## EXERCISE
Take the entries below and print, exactly, the stretch from the line containing "point: man's beard" through the line containing "point: man's hand", both included.

════════════════

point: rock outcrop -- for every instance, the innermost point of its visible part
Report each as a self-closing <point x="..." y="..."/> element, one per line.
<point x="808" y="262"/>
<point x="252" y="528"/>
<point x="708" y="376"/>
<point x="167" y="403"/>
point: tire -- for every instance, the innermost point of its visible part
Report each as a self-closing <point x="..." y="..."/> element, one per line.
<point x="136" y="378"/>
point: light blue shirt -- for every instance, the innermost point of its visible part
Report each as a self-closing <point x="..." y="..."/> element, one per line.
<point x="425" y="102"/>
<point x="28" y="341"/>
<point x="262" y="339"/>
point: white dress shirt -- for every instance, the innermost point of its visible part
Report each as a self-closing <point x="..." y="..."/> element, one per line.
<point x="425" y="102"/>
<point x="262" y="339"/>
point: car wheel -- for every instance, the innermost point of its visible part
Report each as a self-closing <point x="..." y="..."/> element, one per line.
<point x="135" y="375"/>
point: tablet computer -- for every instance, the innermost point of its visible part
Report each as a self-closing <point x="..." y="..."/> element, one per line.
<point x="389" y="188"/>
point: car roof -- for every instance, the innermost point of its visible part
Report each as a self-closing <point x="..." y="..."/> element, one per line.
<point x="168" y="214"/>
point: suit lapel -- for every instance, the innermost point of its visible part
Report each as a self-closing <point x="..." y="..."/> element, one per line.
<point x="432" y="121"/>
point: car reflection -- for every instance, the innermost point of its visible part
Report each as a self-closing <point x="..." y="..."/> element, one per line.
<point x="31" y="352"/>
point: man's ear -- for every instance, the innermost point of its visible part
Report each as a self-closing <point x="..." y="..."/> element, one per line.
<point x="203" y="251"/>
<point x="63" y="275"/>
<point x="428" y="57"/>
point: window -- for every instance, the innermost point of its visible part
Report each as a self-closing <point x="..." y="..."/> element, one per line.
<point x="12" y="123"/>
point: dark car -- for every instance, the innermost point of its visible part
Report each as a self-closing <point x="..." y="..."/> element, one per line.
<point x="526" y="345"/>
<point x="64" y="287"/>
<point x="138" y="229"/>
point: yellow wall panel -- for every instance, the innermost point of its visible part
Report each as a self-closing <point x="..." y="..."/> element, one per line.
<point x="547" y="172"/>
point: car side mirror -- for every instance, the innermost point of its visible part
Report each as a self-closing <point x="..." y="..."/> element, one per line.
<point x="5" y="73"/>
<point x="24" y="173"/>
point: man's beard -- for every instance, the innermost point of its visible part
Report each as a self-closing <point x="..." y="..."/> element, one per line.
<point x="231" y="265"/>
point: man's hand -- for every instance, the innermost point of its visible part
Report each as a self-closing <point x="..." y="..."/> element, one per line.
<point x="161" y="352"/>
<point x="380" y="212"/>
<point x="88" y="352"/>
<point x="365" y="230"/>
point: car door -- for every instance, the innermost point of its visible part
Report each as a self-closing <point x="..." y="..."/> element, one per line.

════════════════

## EXERCISE RESULT
point: man's beard -- for every instance, the innermost point of its visible part
Report each as a self-closing <point x="..." y="..."/> element, one per line.
<point x="231" y="265"/>
point: man's hand -- for every instance, the innermost point of its visible part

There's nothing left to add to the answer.